**Texte choisi:**
##############################
L’équipe fiscale de Mayer Brown, qui accompagne une clientèle majoritairement composée de fonds d’investissement et de grands groupes industriels, revient sur les dossiers qui les ont occupés en 2021 et sur l’actualité de la fiscalité des entreprises qu’ils conseillent.

 

DÉCIDEURS. Quels dossiers marquants avez-vous traité ces derniers mois ?

Benjamin Homo. Le rapprochement, en novembre 2021, des grands courtiers français Siaci Saint-Honoré et Burrus Courtage était une opération complexe qui a donné naissance à un groupe international comprenant plus de 150 sociétés. Le groupe Siaci était détenu par son management et par le fonds d’investissement Charterhouse qui souhaitait quitter le capital. Siaci Saint-Honoré a ainsi été acheté par le groupe Burrus, accompagné d’un consortium de cinq fonds d’investissement. Nous avons réalisé la structuration de la transaction pour tous les acteurs : le management français, le groupe Burrus et les nouveaux fonds d’investissement.

Laurent Borey. Ajoutons que notre cabinet est intervenu aux côtés du fonds CVC sur la structuration de son entrée dans le capital de la société commerciale créée par la Ligue de Football Professionnel pour l’exploitation des droits audiovisuels des championnats français de Ligue 1 et Ligue 2. Cette transaction est une des opérations phares de l’année 2022 tant par sa valeur, sa forte exposition médiatique et sa nouveauté, avec l’application d’un nouveau cadre législatif adopté à cette fin. Comme tous les ans, nous avons également accompagné le groupe Altice dans ses nombreuses opérations de refi nancement et de M&A notamment dans ses partenariats sur les infrastructures télécoms (fibre et tours) imposant des investissements massifs et très structurants pour les groupes de télécoms. Les solutions mises en oeuvre dans ce domaine dans lequel le groupe Altice a été précurseur ont été depuis dupliquées par d’autres groupes télécoms en France et à l’étranger.
##############################
**À faire:**
[1] Dans l'entretien avec l'équipe fiscale de Mayer Brown, quel fonds d'investissement détenait le groupe Siaci avec son management et souhaitait quitter le capital ?
[2] Écrivez la suite de l'entretien avec l'équipe fiscale de Mayer Brown en partant de sa dernière phrase.

**Données fournies:**
##############################
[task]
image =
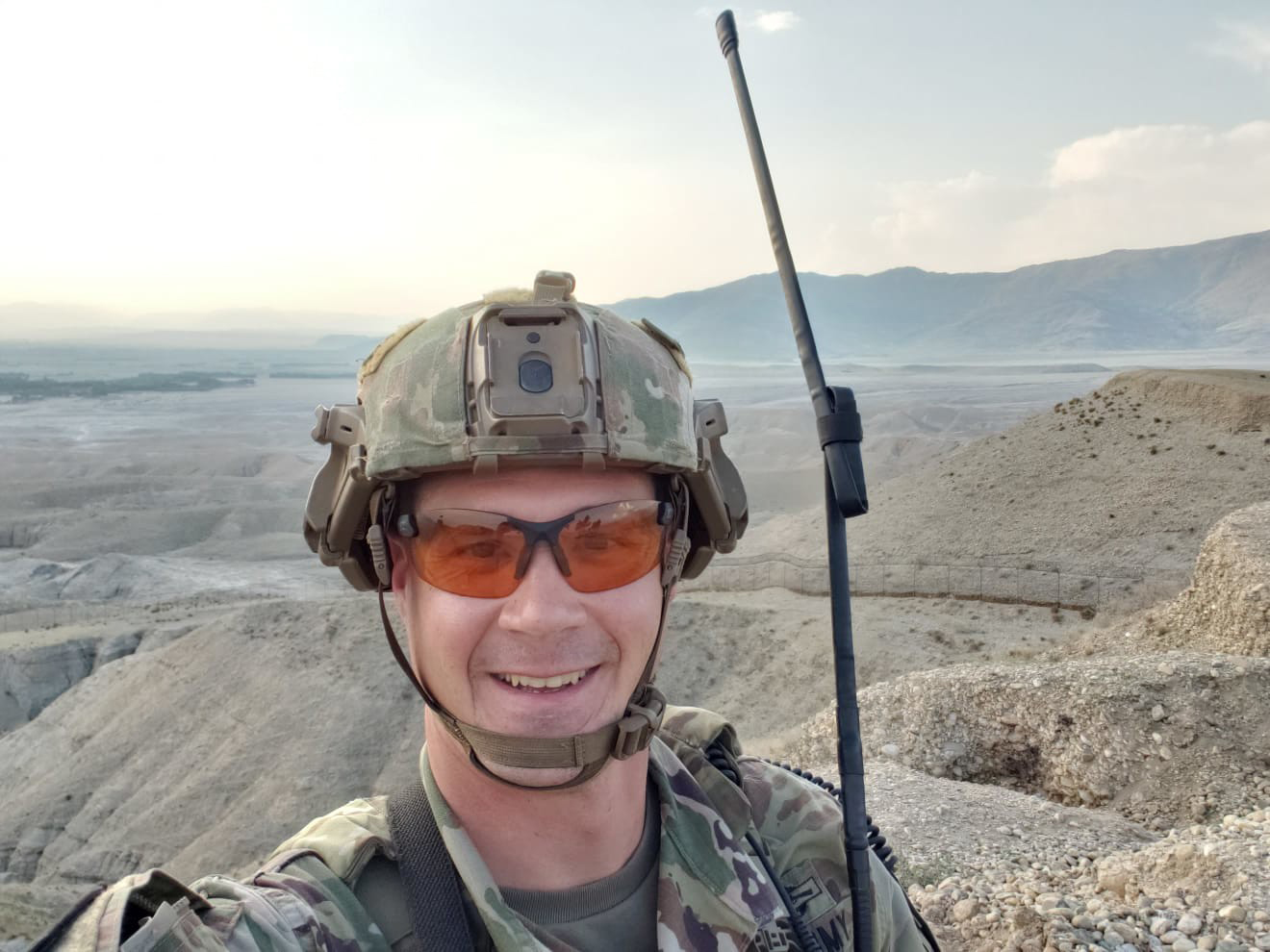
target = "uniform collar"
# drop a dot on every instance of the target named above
(707, 881)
##############################
**Résultats de l'exercice:**
[1] Le fonds d'investissement Charterhouse.

[2]
Olivier Parawan. L’acquisition par Charterhouse d’une participation minoritaire dans un groupe d’enseignement supérieur nous a aussi beaucoup occupés. La complexité résidait dans le fait que l’un des actionnaires majoritaires bénéficiait d’un pacte Dutreil portant sur des montants significatifs. Ainsi, il n’était pas possible de toucher au capital et les instruments à notre disposition étaient limités. L’opération était en conséquence particulièrement complexe.

"Ces trois dernières années, sur les dossiers sur lesquels nous avons été amenés à travailler, nous avons réussi à toujours éviter le contentieux"

Christopher Lalloz. Côté contentieux, le sujet du moment est la remise en cause quasi-systématique par l’administration fiscale de la déductibilité des charges financières attachées aux emprunts contractés par les holdings d’acquisition dans les LBO. Ces trois dernières années, nous avons été amenés à travailler sur une dizaine de dossiers de ce type, soit pour aboutir à l’abandon du redressement soit pour conclure une transaction, mais en réussissant toujours à éviter le contentieux, long et aléatoire.

Quelles sont les grandes tendances fi scales que vous identifi ez en 2022 ?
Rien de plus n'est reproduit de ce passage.